TO DO:
Set down the line that has "Step 3 — The" and each line beneath it, through the last line of the entries, exactly and with no others.

(Dataset excerpts)
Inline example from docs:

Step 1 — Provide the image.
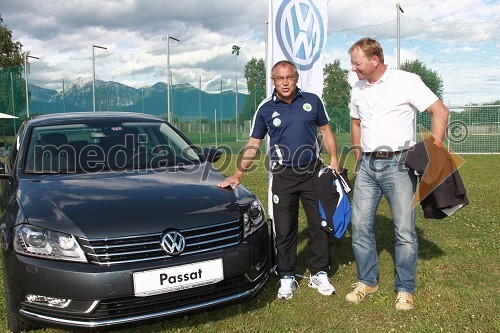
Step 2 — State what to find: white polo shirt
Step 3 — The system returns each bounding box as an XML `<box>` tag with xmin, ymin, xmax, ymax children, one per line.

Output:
<box><xmin>349</xmin><ymin>68</ymin><xmax>438</xmax><ymax>152</ymax></box>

EXERCISE RESULT:
Step 3 — The system returns each bounding box as an XML `<box>` tag with xmin, ymin, xmax, ymax children, one per line.

Output:
<box><xmin>349</xmin><ymin>68</ymin><xmax>438</xmax><ymax>152</ymax></box>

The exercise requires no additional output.